■ TASK DESCRIPTION
Swap every "Pin" in the data below for "Mark", and write all of it out again with nothing else changed.

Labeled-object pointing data
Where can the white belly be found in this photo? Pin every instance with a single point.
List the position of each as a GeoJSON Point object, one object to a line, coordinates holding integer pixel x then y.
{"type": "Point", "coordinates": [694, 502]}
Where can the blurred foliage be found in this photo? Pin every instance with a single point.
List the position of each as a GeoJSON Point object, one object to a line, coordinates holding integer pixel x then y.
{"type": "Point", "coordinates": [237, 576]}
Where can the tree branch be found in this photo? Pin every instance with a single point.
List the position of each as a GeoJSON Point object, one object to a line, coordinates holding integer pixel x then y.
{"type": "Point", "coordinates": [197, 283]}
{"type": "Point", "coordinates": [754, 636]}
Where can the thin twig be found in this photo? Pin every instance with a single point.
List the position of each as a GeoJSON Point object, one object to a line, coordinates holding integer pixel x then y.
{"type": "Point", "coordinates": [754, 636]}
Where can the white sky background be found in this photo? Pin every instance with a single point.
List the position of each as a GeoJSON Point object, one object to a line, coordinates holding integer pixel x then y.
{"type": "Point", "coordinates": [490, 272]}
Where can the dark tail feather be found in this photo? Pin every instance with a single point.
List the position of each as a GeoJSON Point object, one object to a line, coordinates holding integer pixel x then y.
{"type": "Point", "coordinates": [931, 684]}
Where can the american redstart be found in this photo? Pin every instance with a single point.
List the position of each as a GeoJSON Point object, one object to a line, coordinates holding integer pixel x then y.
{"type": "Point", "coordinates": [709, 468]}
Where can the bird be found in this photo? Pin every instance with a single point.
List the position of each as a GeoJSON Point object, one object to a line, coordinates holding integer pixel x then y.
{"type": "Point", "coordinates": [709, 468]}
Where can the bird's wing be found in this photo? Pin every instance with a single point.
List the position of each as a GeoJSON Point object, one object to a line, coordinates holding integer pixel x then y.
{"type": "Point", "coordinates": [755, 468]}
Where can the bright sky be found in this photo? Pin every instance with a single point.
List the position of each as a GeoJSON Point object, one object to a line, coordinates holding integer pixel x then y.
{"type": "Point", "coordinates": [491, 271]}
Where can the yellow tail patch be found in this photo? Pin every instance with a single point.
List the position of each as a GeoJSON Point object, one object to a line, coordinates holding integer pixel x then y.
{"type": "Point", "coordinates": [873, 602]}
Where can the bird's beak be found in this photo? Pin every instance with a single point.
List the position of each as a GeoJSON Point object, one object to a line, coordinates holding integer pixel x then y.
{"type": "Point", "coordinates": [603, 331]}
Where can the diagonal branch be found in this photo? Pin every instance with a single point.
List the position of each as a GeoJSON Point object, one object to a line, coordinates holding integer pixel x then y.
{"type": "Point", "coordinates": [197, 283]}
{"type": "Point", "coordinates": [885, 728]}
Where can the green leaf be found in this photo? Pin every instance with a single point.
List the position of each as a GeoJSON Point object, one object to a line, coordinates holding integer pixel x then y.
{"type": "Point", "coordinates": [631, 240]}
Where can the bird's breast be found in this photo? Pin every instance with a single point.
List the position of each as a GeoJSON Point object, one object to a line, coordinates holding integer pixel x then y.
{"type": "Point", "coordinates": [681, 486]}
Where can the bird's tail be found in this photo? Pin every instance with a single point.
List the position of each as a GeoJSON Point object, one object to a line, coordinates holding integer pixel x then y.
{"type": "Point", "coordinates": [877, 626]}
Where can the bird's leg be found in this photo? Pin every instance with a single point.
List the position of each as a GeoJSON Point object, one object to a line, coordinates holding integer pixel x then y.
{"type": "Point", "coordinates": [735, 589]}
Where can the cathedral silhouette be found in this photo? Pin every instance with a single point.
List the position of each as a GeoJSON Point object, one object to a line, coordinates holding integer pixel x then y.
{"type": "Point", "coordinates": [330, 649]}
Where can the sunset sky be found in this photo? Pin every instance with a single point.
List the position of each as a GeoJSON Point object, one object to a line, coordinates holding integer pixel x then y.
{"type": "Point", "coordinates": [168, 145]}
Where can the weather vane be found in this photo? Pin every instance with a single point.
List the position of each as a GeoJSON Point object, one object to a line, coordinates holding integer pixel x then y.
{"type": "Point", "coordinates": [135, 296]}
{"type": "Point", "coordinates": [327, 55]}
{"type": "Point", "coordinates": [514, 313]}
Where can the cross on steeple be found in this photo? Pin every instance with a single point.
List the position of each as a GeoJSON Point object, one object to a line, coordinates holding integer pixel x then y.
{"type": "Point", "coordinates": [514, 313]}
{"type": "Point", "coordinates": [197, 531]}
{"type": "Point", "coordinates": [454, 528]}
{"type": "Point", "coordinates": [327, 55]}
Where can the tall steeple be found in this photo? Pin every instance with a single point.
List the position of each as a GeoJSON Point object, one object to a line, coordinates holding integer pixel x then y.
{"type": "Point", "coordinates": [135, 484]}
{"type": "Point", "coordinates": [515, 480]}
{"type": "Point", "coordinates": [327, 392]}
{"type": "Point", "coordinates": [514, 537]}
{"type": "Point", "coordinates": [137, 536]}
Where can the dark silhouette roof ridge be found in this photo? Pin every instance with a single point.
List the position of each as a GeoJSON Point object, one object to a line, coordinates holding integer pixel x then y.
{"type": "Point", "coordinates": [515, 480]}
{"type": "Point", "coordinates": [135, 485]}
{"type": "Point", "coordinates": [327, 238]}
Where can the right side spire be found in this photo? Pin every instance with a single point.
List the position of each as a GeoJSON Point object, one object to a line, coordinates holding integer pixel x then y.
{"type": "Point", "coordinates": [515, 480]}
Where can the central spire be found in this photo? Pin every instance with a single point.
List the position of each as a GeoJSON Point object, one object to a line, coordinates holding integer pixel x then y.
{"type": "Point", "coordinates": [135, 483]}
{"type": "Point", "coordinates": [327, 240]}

■ SOLUTION BELOW
Where can the white belly be found in this photo? Mark every instance with a single point.
List the position of each as a GeoJSON Point object, one object to a line, coordinates holding integer pixel x then y.
{"type": "Point", "coordinates": [694, 502]}
Where can the blurred foliage be found in this photo? Mark every instance with a single point.
List the position of each as a GeoJSON Point object, one object to a line, coordinates holding integer pixel x then y.
{"type": "Point", "coordinates": [237, 576]}
Where can the tree branch be found in this photo? Mark every instance with a single point.
List the position of each as a GeoJSON Point object, one object to a line, coordinates holding integer pixel x then y.
{"type": "Point", "coordinates": [197, 283]}
{"type": "Point", "coordinates": [754, 636]}
Where can the thin twig be found in this photo? Mark every instance with a single point.
List the position of each as a GeoJSON Point object, one object to a line, coordinates holding integer pixel x then y.
{"type": "Point", "coordinates": [754, 636]}
Where can the white sky background be found in this photo? Mark every instance with a single point.
List the position of each as a GeoJSON Point object, one object to a line, coordinates holding integer pixel x then y.
{"type": "Point", "coordinates": [490, 272]}
Where can the dark tail feather be found in this photo? Mark every instance with a single point.
List the position of each as a GeoJSON Point object, one object to a line, coordinates holding integer pixel x then y.
{"type": "Point", "coordinates": [931, 684]}
Where can the american redstart be found in this photo? Mark every instance with a single point.
List the position of each as a GeoJSON Point object, one object to a line, coordinates holding integer pixel x then y.
{"type": "Point", "coordinates": [709, 468]}
Where can the bird be found in this photo? Mark every instance with a single point.
List the position of each as a GeoJSON Point object, one object to a line, coordinates holding integer pixel x then y.
{"type": "Point", "coordinates": [709, 468]}
Where can the bird's wing be found in this photo? Mark every instance with a single point.
List the position of each as a GeoJSON Point object, one object to a line, coordinates holding integer pixel x then y.
{"type": "Point", "coordinates": [755, 468]}
Where can the bright sky be found in this photo? Mark every instance with a single point.
List the position of each as a GeoJSON Point object, one object to a line, coordinates holding integer pixel x then y.
{"type": "Point", "coordinates": [491, 271]}
Where can the yellow tail patch be found in this photo? Mark every instance with a single point.
List the position of each as a GeoJSON Point object, one object to a line, coordinates holding integer pixel x then y.
{"type": "Point", "coordinates": [873, 602]}
Where can the bird's beak be found in this photo? Mark every instance with a single point.
List the position of each as a GeoJSON Point object, one object to a line, coordinates holding integer pixel x then y.
{"type": "Point", "coordinates": [603, 331]}
Where can the diagonal branch be found in this photo? Mark every instance with a single point.
List the position of each as a GeoJSON Point object, one object to a line, coordinates holding integer pixel x then y.
{"type": "Point", "coordinates": [197, 283]}
{"type": "Point", "coordinates": [885, 728]}
Where can the green leaf be found in this photo? Mark every instance with a single point.
List the position of each as a GeoJSON Point object, one object to a line, coordinates holding integer pixel x then y.
{"type": "Point", "coordinates": [631, 240]}
Where can the bird's breast be found in this photo? Mark every instance with a single point.
List the position of each as a GeoJSON Point object, one object to a line, coordinates holding integer pixel x then y.
{"type": "Point", "coordinates": [681, 486]}
Where can the bird's tail be found in this photo? Mark every instance with a single point.
List the position of each as a GeoJSON Point object, one object to a line, coordinates holding integer pixel x then y.
{"type": "Point", "coordinates": [877, 626]}
Where can the bird's leg be found in this photo? Mark every instance with a single point.
List the position of each as a GeoJSON Point object, one object to a line, coordinates holding integer pixel x then y.
{"type": "Point", "coordinates": [735, 589]}
Where can the cathedral silhouette be found in this photo? Mark every instance with a single point.
List the position of each as a GeoJSON Point object, one object to a line, coordinates holding integer pixel x then y.
{"type": "Point", "coordinates": [330, 649]}
Where can the sunset sky be found in this photo? Mark every instance with a single point.
List the position of each as a GeoJSON Point object, one object to a line, coordinates holding integer pixel x then y.
{"type": "Point", "coordinates": [168, 145]}
Where can the weather vane be found in this photo? Mark every instance with a single point.
List the position of each as a GeoJSON Point object, one object to a line, coordinates holding integer pixel x then y.
{"type": "Point", "coordinates": [135, 296]}
{"type": "Point", "coordinates": [327, 55]}
{"type": "Point", "coordinates": [514, 313]}
Where can the cross on steeple be found in this photo? Mark every instance with a single point.
List the position of each as a GeoJSON Point object, one object to a line, coordinates holding integer pixel x then y.
{"type": "Point", "coordinates": [514, 313]}
{"type": "Point", "coordinates": [197, 531]}
{"type": "Point", "coordinates": [454, 528]}
{"type": "Point", "coordinates": [327, 55]}
Where can the tall steeple be found in this photo? Mark every instance with a single point.
List the position of each as a GeoJSON Point object, one object to a line, coordinates holding integer pixel x then y.
{"type": "Point", "coordinates": [135, 484]}
{"type": "Point", "coordinates": [515, 480]}
{"type": "Point", "coordinates": [327, 392]}
{"type": "Point", "coordinates": [514, 537]}
{"type": "Point", "coordinates": [137, 536]}
Where can the dark silhouette roof ridge be found in this photo? Mark every instance with a single point.
List the position of each as a GeoJSON Point object, one object to a line, coordinates holding integer pixel x then y.
{"type": "Point", "coordinates": [515, 480]}
{"type": "Point", "coordinates": [135, 485]}
{"type": "Point", "coordinates": [327, 238]}
Where can the right side spire be found in this photo? Mark every instance with a single point.
List the position of each as a GeoJSON Point object, one object to a line, coordinates holding integer pixel x then y.
{"type": "Point", "coordinates": [515, 480]}
Where can the central spire be found in this photo? Mark every instance with a single point.
List the position of each as a GeoJSON Point object, one object to a line, coordinates holding integer pixel x then y.
{"type": "Point", "coordinates": [135, 483]}
{"type": "Point", "coordinates": [327, 240]}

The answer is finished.